__Page excerpt__:
* * *

NO-1886, a lipoprotein lipase activator, attenuates vascular smooth muscle contraction in rat aorta

Eur J Pharmacol 2007 Jan 12;554(2-3):183-90.PMID:17109854DOI:10.1016/j.ejphar.2006.09.059.

The chemical compound [4-(4-bromo-2-cyano-phenylcarbamoyl)-benzyl]-phosphonic acid diethyl ester (NO-1886) is a lipoprotein lipase activator having beneficial effects on both diabetes control and the cardiovascular system. Preventing accumulation of lipids in the cell wall, in addition to improving insulin actions on vasculature, may indirectly contribute to the reducing effect of NO-1886 on vascular resistance. However, the direct effect of NO-1886 on vascular resistance, i.e., whether NO-1886 directly modulates the function of vascular endothelium and/or smooth muscle cells has not been investigated. In this study we therefore investigated the direct effect of NO-1886 on vascular contractility using rat aortic rings and cultured smooth muscle cell-line A10. The results show that administration of NO-1886 attenuated aortic contraction induced by phenylephrine and/or a high K(+) environment, in both the presence and absence of aortic endothelium. 1-(5-Chloronaphthalene-1-sulfonyl)homopiperazine hydrochloride (ML-9), a myosin light chain kinase (MLCK) inhibitor, blocked this inhibitory effect of NO-1886, whereas inhibitors of other signaling molecules such as calmodulin, protein kinase C and Rho-kinase had no effect. The vasorelaxant effect of NO-1886 was blocked in the absence of extracellular Ca(2+), or in the presence of the Ca(2+) channel inhibitor, verapamil. NO-1886 attenuated smooth muscle contraction induced by the cumulative addition of CaCl(2). In A10 cells, NO-1886 inhibited the membrane depolarization-induced initial peak of [Ca(2+)](i) in the presence of extracellular Ca(2+). This inhibition did not occur in the absence of extracellular Ca(2+). Taken together these results demonstrate that NO-1886 attenuates smooth muscle contraction and causes vasorelaxation by an extracellular Ca(2+)- and MLCK-dependent mechanism.

NO-1886 (ibrolipim), a lipoprotein lipase-promoting agent, accelerates the expression of UCP3 messenger RNA and ameliorates obesity in ovariectomized rats

Metabolism 2006 Feb;55(2):151-8.PMID:16423620DOI:10.1016/j.metabol.2005.08.007.

* * *

Based on the NO-1886 excerpt, explain why the study examined the direct effect of NO-1886 on vascular contractility.

* * *

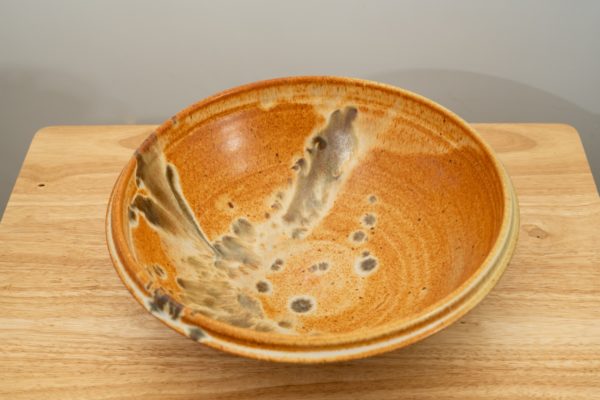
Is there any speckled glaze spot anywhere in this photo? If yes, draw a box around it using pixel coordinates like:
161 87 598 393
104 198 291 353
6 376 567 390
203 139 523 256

* * *

__Solution to this exercise__: NO-1886 was thought to lower vascular resistance indirectly, by preventing lipid accumulation in the cell wall and by improving insulin actions on vasculature. No one had yet investigated whether it directly modulates the function of vascular endothelium and/or smooth muscle cells, so the study tested this using rat aortic rings and the cultured smooth muscle cell-line A10.